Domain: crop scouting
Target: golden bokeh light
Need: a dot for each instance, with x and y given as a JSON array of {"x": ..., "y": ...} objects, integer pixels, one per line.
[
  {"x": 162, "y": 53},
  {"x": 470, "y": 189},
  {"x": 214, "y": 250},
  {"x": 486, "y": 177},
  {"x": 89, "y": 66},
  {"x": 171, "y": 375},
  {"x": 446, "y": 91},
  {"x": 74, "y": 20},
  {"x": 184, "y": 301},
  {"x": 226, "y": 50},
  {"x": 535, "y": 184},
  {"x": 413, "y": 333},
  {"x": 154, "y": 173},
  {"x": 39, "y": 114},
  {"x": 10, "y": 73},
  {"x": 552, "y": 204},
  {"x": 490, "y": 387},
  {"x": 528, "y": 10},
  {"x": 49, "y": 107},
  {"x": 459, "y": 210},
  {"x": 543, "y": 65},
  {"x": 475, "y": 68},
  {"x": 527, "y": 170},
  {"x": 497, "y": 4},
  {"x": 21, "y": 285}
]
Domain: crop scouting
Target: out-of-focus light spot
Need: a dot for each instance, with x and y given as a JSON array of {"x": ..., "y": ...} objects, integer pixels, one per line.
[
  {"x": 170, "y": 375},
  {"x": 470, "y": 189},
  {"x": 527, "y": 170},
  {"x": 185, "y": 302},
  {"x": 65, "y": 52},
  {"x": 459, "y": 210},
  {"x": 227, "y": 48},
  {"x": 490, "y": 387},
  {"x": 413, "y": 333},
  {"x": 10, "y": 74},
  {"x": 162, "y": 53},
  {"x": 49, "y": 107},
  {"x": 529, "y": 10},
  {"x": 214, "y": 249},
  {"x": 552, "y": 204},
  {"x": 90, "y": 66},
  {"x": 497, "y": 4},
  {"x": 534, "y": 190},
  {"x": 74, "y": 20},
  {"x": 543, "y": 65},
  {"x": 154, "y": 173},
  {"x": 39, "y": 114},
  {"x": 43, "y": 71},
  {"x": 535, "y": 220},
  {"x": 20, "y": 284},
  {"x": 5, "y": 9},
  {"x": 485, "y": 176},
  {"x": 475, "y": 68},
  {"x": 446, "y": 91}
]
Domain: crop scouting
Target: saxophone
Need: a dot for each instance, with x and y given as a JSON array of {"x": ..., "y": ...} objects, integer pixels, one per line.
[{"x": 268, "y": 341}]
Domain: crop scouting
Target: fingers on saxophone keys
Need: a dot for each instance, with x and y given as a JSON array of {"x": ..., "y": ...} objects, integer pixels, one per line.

....................

**The request**
Copy each entry exactly, with nothing added or dropped.

**Reply**
Domain: crop scouting
Target: golden bokeh light
Need: a dot for each instance, with x and y given as a JSON array of {"x": ..., "y": ...} objects, integer pixels, one per line.
[
  {"x": 162, "y": 53},
  {"x": 470, "y": 189},
  {"x": 214, "y": 250},
  {"x": 486, "y": 177},
  {"x": 89, "y": 66},
  {"x": 171, "y": 375},
  {"x": 446, "y": 91},
  {"x": 74, "y": 20},
  {"x": 184, "y": 301},
  {"x": 226, "y": 50},
  {"x": 535, "y": 184},
  {"x": 413, "y": 333},
  {"x": 154, "y": 173},
  {"x": 39, "y": 114},
  {"x": 10, "y": 73},
  {"x": 552, "y": 204},
  {"x": 490, "y": 387},
  {"x": 528, "y": 10},
  {"x": 49, "y": 107},
  {"x": 459, "y": 210},
  {"x": 543, "y": 65},
  {"x": 475, "y": 68},
  {"x": 527, "y": 170},
  {"x": 497, "y": 4},
  {"x": 21, "y": 285}
]
Domain: crop scouting
Target: out-of-focus light spot
Need: a dot for each instance, with x and y given as a JSON array of {"x": ..., "y": ...} objects, integer pixels, one per line.
[
  {"x": 170, "y": 375},
  {"x": 470, "y": 189},
  {"x": 527, "y": 170},
  {"x": 185, "y": 302},
  {"x": 65, "y": 52},
  {"x": 459, "y": 210},
  {"x": 227, "y": 48},
  {"x": 490, "y": 387},
  {"x": 413, "y": 333},
  {"x": 10, "y": 74},
  {"x": 162, "y": 53},
  {"x": 49, "y": 107},
  {"x": 529, "y": 10},
  {"x": 214, "y": 249},
  {"x": 552, "y": 204},
  {"x": 90, "y": 66},
  {"x": 497, "y": 4},
  {"x": 534, "y": 190},
  {"x": 74, "y": 20},
  {"x": 543, "y": 65},
  {"x": 154, "y": 173},
  {"x": 39, "y": 114},
  {"x": 43, "y": 71},
  {"x": 535, "y": 220},
  {"x": 20, "y": 284},
  {"x": 5, "y": 9},
  {"x": 485, "y": 176},
  {"x": 475, "y": 68},
  {"x": 446, "y": 91}
]
Domain: crop scouting
Target: saxophone
Need: a dot for each instance, with x and y given as a JSON array of {"x": ..., "y": ...} objects, integer pixels, one per line.
[{"x": 268, "y": 341}]
Domain: crop scouting
Target: fingers on saxophone keys
Need: a dot for each instance, with x and y given as a JSON array of {"x": ..., "y": ...} objects, integer pixels, one per line.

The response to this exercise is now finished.